* **DOCUMENT SEGMENT**:
___

Monday, January 30, 2012

Meet Oreo

We call her the miracle dog because, technically, her mother was supposed to be fixed. I've had her about four years now. She's been amazing company since I moved to New York. Nothing like coming home from a long day to her overexcited greeting. How can you not smile at that face?

She did this herself.

On a completely unrelated note, check out this awesome video for book lovers!

The Fantastic Flying Books of Mr. Morris Lessmore from Moonbot Studios on Vimeo.

Wednesday, January 25, 2012

In Case You Missed It

You know the drill;) President Obama's State of the Union Address.

Monday, January 23, 2012

Life Unemployed

It's like submitting a short story to a magazine. You spend hours polishing your submission, reading and rereading the guidelines, checking your manuscript more times than necessary to confirm you followed all the rules and caught all grammatical errors. Then, you submit it. Several days or weeks...or months later, you get an email or snail mail saying, "we like it but, it's not for us." No matter how many times you get that response, it cuts right through you.

At least you get a response. I spend hours catering my cover letter for a specific job, using the right words, proving I'm more than qualified, read and reread everything for grammatical errors and then... nothing. It feels like all my hard work goes down some black hole. Unread! The fun thing about it-you have to do it all over again.

___

* **GIVEN ENTRIES**:

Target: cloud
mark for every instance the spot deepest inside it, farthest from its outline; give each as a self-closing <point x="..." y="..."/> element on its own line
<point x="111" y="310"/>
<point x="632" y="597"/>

___

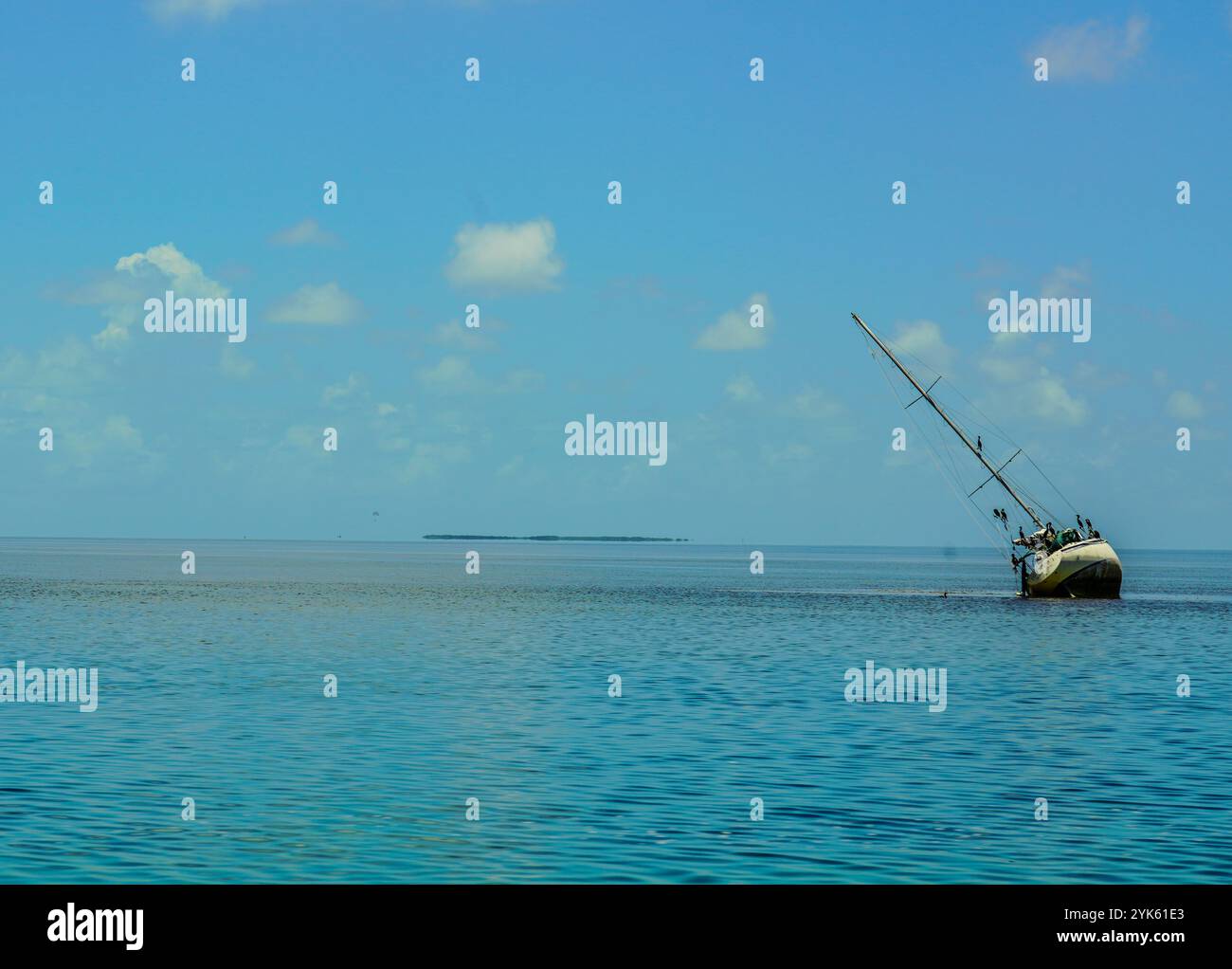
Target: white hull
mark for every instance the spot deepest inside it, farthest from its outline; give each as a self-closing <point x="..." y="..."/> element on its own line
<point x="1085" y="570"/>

___

* **EXERCISE PROMPT**: Retype the blog page word for word, from "The Fantastic Flying" up to and including "the Union Address.".

* **ANSWER TO THIS PROBLEM**:
The Fantastic Flying Books of Mr. Morris Lessmore from Moonbot Studios on Vimeo.

Wednesday, January 25, 2012

In Case You Missed It

You know the drill;) President Obama's State of the Union Address.